■ **Jobs**
a – Reproduce the portion of the ellipse perimeter article starting at "The perimeter $\PP$" and ending at "eccentricity of $K$.".
b – Rewrite the records starting at the line containing "TARGET = tree trunk" and ending at the final line of the records, with every "disc" changed to "circle" and nothing else altered.
===== Article =====
# Perimeter of Ellipse

## Theorem

Let $K$ be an ellipse whose major axis is of length $2 a$ and whose minor axis is of length $2 b$.

The perimeter $\PP$ of $K$ is given by:

$\PP = 4 a \map E e$

where:

$\ds \map E e = \int_0^{\pi / 2} \sqrt{1 - e^2 \sin^2 \theta} \rd \theta$ is the complete elliptic integral of the second kind
$e = \dfrac {\sqrt {a^2 - b^2} } a$ is the eccentricity of $K$.

## Proof

Let $K$ be aligned in a cartesian plane such that:

the major axis of $K$ is aligned with the $x$-axis
the minor axis of $K$ is aligned with the $y$-axis.
$x = a \cos \theta, y = b \sin \theta$

Thus:

 $\ds \frac {\d x} {\d \theta}$ $=$ $\ds -a \sin \theta$ Derivative of Cosine Function $\ds \frac {\d y} {\d \theta}$ $=$ $\ds b \cos \theta$ Derivative of Sine Function

From Arc Length for Parametric Equations, the length of one quarter of the perimeter of $K$ is given by:

 $\ds \frac {\PP} 4$ $=$ $\ds \int_0^{\pi / 2} \sqrt {\paren {-a \sin \theta}^2 + \paren {b \cos \theta}^2} \rd \theta$ $\ds$ $=$ $\ds \int_0^{\pi / 2} \sqrt {a^2 \paren {1 - \cos^2 \theta} + b^2 \cos^2 \theta} \rd \theta$ Sum of Squares of Sine and Cosine $\ds$ $=$ $\ds \int_0^{\pi / 2} \sqrt {a^2 - \paren {a^2 - b^2} \cos^2 \theta} \rd \theta$ simplifying $\ds$ $=$ $\ds a \int_0^{\pi / 2} \sqrt {1 - \paren {1 - \frac {b^2} {a^2} } \cos^2 \theta} \rd \theta$ extracting $a$ as a factor $\text {(1)}: \quad$ $\ds$ $=$ $\ds a \int_0^{\pi / 2} \sqrt {1 - k^2 \cos^2 \theta} \rd \theta$ setting $k^2 = 1 - \dfrac {b^2} {a^2} = \dfrac {a^2 - b^2} {a^2}$

Since $\cos \theta = \map \sin {\dfrac \pi 2 - \theta}$ we can write for any real function $\map f x$:

$\ds \int_0^{\pi / 2} \map f {\cos \theta} \rd \theta = \int_0^{\pi / 2} \map f {\map \sin {\frac \pi 2 - \theta} } \rd \theta$

So substituting $t = \dfrac \pi 2 - \theta$ this can be converted to:

 $\ds \int_0^{\pi / 2} \map f {\cos \theta} \rd \theta$ $=$ $\ds -\int_{\pi / 2}^0 \map f {\sin t} \rd t$ $\ds$ $=$ $\ds \int_0^{\pi / 2} \map f {\sin t} \rd t$

justifying the fact that $\cos$ can be replaced with $\sin$ in $(1)$ above, giving:

$\ds \PP = 4 a \int_0^{\pi / 2} \sqrt {1 - k^2 \sin^2 \theta} \rd \theta$

$\blacksquare$
===== Items =====
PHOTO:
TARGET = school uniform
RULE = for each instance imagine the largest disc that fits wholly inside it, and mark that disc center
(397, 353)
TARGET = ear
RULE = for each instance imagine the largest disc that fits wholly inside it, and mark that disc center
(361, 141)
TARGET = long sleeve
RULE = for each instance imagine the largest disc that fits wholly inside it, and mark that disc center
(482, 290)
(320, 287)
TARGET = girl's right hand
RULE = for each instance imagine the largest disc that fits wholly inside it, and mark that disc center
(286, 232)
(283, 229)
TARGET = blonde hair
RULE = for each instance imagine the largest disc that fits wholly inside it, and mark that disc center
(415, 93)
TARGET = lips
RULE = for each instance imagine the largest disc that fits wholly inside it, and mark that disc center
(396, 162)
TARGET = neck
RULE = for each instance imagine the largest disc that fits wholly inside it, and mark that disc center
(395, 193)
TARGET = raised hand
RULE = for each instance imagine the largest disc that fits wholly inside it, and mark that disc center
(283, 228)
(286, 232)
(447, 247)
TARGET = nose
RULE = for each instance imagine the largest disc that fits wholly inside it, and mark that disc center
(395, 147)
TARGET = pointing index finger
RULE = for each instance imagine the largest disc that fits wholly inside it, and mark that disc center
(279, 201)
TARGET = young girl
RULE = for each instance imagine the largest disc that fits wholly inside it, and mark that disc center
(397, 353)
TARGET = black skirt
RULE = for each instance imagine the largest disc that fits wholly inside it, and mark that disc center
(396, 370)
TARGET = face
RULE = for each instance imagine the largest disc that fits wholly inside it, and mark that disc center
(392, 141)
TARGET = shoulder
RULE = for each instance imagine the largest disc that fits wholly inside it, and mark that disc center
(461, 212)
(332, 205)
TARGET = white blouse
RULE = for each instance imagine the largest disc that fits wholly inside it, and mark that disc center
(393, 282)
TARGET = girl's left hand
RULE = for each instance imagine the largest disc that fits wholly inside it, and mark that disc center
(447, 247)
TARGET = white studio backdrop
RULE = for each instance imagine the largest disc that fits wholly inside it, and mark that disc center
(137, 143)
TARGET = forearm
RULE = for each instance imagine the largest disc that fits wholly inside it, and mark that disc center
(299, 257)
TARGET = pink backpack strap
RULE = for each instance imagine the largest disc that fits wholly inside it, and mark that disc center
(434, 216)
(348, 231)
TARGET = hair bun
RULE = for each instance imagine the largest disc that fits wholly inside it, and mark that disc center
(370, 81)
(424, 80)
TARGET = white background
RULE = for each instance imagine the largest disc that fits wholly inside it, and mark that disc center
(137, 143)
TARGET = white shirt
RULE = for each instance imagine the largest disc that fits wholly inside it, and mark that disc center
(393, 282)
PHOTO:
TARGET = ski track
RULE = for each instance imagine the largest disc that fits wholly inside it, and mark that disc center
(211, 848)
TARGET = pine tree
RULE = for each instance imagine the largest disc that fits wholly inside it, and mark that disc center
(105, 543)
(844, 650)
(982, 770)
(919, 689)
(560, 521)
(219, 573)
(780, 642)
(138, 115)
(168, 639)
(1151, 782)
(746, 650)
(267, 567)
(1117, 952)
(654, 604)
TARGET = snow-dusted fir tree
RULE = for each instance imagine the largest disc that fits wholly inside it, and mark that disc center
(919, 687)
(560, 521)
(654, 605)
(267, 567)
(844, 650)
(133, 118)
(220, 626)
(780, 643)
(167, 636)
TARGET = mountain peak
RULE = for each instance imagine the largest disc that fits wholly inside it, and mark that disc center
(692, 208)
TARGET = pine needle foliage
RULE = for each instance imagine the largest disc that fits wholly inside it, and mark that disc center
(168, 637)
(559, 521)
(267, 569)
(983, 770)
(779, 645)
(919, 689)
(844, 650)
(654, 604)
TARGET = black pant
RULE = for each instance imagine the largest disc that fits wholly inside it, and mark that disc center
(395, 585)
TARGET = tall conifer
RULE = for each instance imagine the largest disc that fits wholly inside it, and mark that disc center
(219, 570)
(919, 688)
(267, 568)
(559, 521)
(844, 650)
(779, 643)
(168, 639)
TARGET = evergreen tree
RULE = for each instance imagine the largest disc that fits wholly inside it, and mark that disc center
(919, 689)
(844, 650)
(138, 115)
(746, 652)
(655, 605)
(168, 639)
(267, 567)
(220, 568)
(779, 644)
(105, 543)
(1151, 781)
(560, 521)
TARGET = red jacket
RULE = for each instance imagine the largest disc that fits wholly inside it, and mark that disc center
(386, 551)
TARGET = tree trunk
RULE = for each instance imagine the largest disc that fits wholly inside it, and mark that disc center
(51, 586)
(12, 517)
=====
■ **Complete answers**
a –
The perimeter $\PP$ of $K$ is given by:

$\PP = 4 a \map E e$

where:

$\ds \map E e = \int_0^{\pi / 2} \sqrt{1 - e^2 \sin^2 \theta} \rd \theta$ is the complete elliptic integral of the second kind
$e = \dfrac {\sqrt {a^2 - b^2} } a$ is the eccentricity of $K$.

b –
TARGET = tree trunk
RULE = for each instance imagine the largest circle that fits wholly inside it, and mark that circle center
(51, 586)
(12, 517)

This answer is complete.